*EXTRACTED INFORMATION*
# # # # # # #
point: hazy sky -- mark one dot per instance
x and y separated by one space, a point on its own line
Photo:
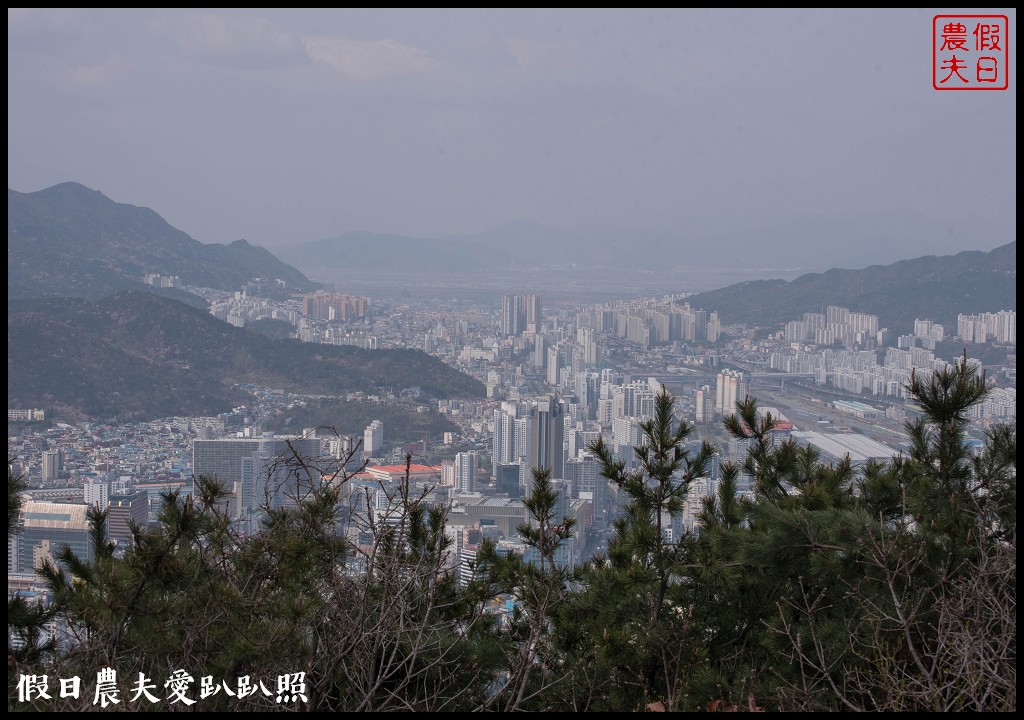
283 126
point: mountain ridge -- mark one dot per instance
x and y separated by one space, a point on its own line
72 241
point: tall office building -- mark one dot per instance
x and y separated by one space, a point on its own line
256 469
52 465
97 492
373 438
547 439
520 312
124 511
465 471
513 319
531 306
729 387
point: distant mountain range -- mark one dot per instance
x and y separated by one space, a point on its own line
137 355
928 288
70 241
# # # # # # #
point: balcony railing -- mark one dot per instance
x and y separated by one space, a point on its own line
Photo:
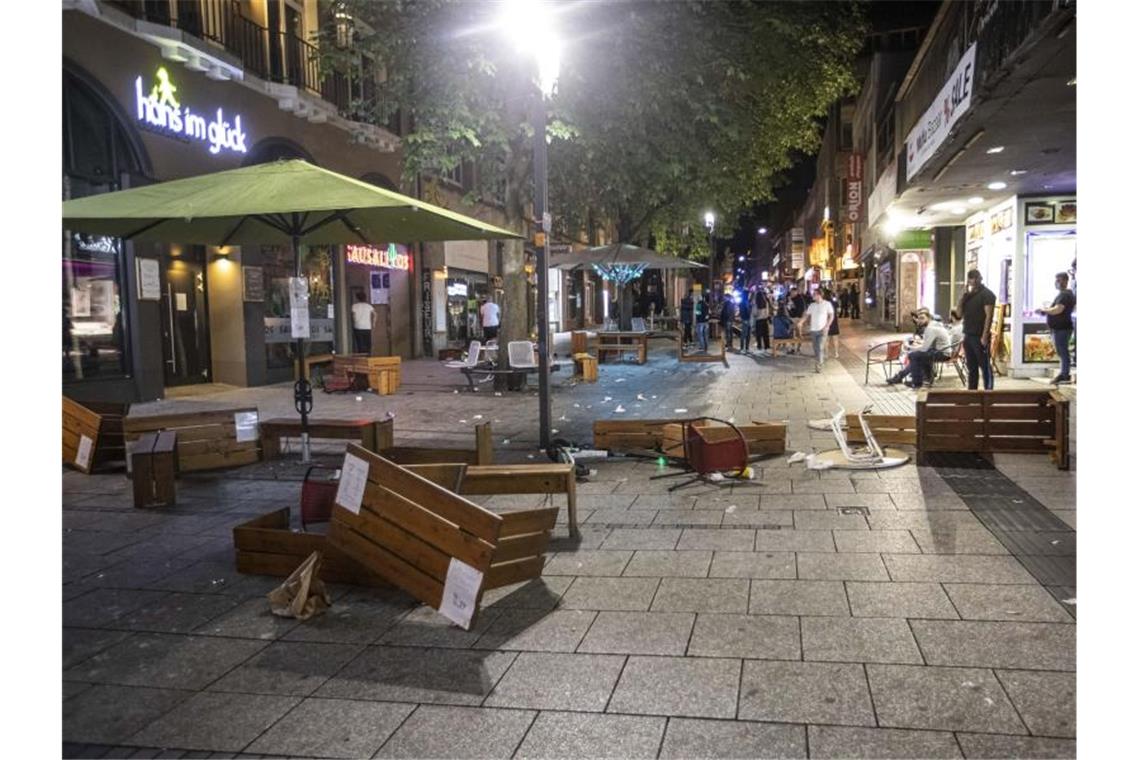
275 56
# # # # # # #
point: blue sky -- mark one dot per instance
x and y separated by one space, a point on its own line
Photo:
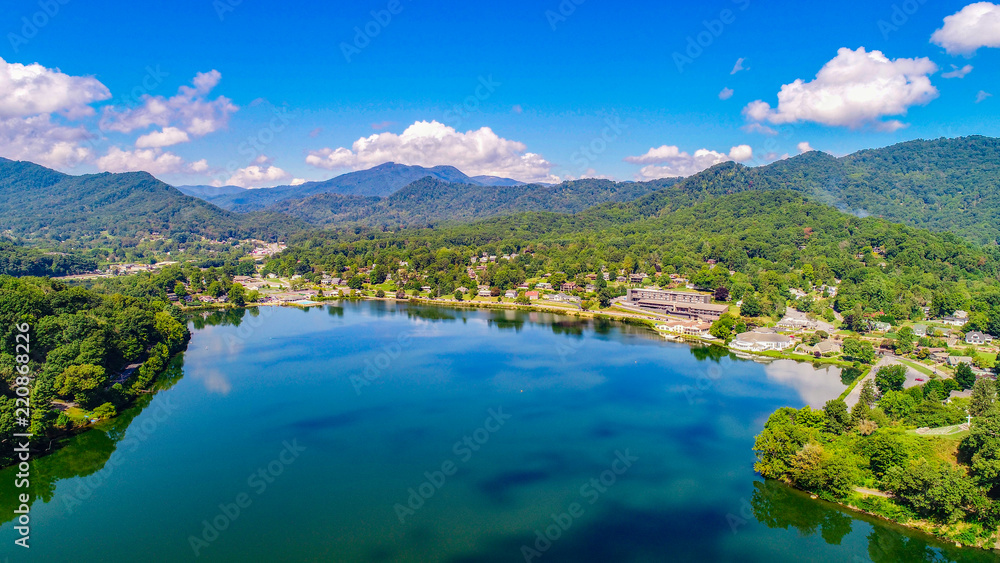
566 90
# # # # # # #
*TASK INSTRUCTIONS*
List each line of the entries above that contains the word "mark", counting only matches with the same case.

*FINISHED EXERCISE*
point: hazy sky -- mark one dot per instance
point: mountain ridge -- mark one dot per instance
point: tall office building -- mark one dot per instance
point: distant mountain range -- mark one dot per instance
point: balcony railing -- mark one dot per instance
point: blue sky -- mark one dot per instance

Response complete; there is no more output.